**Written request:** Put the lines of the items below into a JSON list of strings, one string per line, leaving out any blank lines. Include only the lines between the one holding "Report the location of each instance of the wooden utensil" and the one holding "x=574, y=57", inclusive.

**Records supplied:**
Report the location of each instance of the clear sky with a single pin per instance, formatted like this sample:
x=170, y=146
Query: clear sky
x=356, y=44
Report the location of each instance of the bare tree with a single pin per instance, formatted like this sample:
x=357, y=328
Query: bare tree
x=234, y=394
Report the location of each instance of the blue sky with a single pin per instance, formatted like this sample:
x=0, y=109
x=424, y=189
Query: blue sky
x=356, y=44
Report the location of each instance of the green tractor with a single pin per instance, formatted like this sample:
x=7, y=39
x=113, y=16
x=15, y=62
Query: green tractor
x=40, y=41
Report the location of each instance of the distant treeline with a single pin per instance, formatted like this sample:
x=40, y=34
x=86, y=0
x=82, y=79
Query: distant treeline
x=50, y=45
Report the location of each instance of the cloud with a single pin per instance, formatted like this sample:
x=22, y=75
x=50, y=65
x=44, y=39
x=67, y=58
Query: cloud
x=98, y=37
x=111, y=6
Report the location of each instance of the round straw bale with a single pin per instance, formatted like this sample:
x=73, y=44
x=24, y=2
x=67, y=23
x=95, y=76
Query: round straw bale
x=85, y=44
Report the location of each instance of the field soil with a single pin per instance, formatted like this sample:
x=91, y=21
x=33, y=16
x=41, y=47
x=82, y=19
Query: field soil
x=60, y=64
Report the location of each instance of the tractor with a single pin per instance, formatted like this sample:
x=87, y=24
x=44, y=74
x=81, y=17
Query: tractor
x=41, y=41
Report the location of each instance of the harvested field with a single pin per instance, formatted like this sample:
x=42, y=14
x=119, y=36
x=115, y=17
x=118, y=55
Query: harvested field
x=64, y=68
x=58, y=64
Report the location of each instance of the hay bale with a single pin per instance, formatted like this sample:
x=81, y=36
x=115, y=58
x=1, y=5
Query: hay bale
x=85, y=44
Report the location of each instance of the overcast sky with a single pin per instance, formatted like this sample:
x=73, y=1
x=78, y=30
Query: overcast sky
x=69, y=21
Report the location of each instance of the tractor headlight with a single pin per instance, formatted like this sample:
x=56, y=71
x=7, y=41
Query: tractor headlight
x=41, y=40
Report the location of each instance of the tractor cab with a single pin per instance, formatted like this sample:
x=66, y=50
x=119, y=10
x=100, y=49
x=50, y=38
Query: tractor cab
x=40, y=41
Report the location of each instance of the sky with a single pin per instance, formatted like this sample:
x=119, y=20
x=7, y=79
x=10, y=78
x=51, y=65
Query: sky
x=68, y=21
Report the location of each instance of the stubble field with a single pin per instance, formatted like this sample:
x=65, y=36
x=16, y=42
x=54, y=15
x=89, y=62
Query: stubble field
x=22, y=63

--

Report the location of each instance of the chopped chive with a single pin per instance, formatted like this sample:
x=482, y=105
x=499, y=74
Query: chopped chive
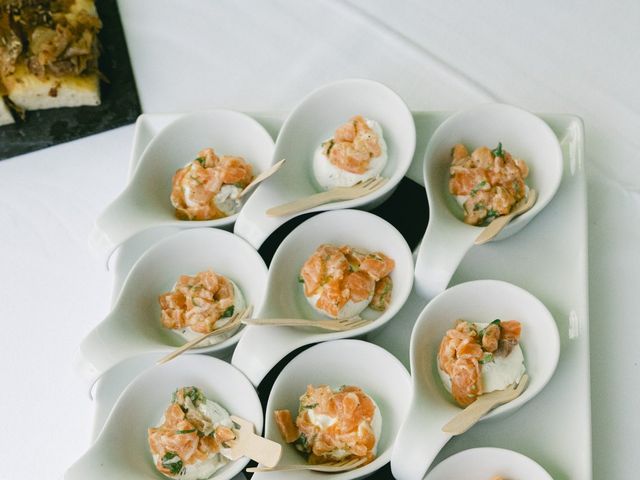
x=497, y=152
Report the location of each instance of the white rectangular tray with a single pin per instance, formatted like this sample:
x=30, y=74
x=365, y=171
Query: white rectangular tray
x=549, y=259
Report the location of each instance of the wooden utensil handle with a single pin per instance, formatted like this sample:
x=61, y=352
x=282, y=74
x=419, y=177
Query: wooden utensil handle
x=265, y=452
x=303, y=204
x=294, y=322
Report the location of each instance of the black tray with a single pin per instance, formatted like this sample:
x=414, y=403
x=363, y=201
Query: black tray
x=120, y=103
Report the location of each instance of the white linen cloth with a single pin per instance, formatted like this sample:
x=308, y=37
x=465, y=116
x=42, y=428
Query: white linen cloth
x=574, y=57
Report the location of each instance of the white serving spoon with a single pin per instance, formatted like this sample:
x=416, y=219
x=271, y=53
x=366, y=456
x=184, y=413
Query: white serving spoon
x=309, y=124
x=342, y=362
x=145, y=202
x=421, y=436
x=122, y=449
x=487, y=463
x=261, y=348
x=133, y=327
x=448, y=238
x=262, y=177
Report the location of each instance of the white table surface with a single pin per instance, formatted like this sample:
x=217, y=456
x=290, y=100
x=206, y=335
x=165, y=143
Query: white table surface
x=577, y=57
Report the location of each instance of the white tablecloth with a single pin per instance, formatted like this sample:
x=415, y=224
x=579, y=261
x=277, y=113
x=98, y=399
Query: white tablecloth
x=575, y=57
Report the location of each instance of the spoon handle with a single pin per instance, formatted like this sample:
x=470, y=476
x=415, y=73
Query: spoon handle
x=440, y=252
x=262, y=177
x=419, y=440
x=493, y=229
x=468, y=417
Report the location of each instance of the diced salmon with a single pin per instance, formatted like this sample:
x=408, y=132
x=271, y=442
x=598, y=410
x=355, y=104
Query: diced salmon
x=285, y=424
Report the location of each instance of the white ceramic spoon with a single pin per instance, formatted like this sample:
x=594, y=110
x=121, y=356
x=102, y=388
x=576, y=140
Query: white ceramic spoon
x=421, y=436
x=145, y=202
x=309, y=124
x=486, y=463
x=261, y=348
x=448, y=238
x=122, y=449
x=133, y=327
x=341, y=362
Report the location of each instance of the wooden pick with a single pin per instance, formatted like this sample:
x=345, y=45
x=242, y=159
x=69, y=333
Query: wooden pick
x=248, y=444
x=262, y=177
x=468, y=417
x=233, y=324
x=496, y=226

==

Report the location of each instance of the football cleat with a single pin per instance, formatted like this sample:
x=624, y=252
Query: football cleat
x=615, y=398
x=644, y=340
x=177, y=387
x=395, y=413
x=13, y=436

**Solution to the exercise:**
[
  "Report the location of each instance of the wooden utensil handle with a single pin per instance, formatted like this sample:",
  "x=61, y=352",
  "x=282, y=74",
  "x=419, y=177",
  "Query: wooden utensil handle",
  "x=265, y=452",
  "x=303, y=204",
  "x=294, y=322",
  "Report the location of each instance of the black tray with a single pin per instance, formatted like this sample:",
  "x=414, y=403",
  "x=363, y=201",
  "Query: black tray",
  "x=120, y=103",
  "Report the location of each instance of the white linen cloth with a single pin per instance, formatted like this sample:",
  "x=308, y=37",
  "x=465, y=116",
  "x=42, y=428",
  "Query: white linen cloth",
  "x=574, y=57"
]